-- Begin --

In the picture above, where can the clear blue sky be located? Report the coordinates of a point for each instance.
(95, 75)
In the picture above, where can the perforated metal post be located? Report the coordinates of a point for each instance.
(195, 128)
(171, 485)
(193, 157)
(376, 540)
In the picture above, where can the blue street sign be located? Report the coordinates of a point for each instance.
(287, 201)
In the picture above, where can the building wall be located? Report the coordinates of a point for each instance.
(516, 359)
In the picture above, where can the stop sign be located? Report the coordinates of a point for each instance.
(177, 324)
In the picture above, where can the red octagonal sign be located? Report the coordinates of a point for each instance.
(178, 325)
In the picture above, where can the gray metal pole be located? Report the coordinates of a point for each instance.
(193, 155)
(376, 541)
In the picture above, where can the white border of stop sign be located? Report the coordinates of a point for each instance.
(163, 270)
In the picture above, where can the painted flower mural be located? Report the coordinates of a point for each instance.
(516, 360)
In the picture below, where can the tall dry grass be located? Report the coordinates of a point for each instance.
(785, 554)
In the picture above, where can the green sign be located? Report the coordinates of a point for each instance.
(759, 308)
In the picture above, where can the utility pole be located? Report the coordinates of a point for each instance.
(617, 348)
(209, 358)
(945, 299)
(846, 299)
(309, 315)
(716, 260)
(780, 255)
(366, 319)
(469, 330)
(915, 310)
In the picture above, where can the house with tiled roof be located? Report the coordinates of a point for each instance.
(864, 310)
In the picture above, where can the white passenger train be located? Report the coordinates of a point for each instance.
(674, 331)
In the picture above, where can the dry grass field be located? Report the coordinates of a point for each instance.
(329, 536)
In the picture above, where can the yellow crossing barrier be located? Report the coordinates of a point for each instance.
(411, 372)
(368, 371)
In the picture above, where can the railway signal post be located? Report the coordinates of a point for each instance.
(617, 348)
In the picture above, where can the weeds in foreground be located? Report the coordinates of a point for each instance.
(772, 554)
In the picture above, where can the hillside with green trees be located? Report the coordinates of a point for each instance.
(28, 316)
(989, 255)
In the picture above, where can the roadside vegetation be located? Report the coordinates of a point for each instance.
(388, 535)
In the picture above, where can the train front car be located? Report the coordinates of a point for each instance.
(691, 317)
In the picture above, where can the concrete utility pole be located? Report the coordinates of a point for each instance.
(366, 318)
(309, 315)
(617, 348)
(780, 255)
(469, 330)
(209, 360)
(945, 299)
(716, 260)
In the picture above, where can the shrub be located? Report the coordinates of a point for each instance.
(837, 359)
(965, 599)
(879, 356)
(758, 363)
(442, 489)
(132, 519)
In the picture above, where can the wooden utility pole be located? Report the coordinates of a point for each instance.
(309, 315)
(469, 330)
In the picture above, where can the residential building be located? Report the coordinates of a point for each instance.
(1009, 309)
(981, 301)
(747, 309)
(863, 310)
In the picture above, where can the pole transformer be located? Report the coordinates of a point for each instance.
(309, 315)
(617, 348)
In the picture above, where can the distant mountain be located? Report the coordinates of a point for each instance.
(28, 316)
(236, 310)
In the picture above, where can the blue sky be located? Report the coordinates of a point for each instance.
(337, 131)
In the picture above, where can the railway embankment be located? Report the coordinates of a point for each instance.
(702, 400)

-- End --

* [Task goal]:
Update the listing by replacing "distant mountain" with "far-off ridge", starting at the line that contains "In the picture above, where can the wooden" and continuing through the end of the listing. Return only those lines, with everything else unchanged.

* [Solution for this exercise]:
In the picture above, where can the wooden utility pole be located? Report the coordinates of a point for each instance.
(309, 315)
(469, 330)
In the picture above, where can the residential building be located? Report the coordinates of a point for each instance.
(1009, 309)
(981, 301)
(747, 309)
(863, 310)
In the picture above, where can the pole transformer be located? Report the coordinates of a point for each instance.
(309, 315)
(617, 348)
In the picture above, where can the far-off ridge be located? Report the coordinates of a point for each instance.
(28, 316)
(236, 310)
In the picture above, where can the blue sky be located? Report the coordinates of a point for each instance.
(337, 131)
In the picture above, where can the railway embankment be located? Report the coordinates of a point for each instance.
(702, 400)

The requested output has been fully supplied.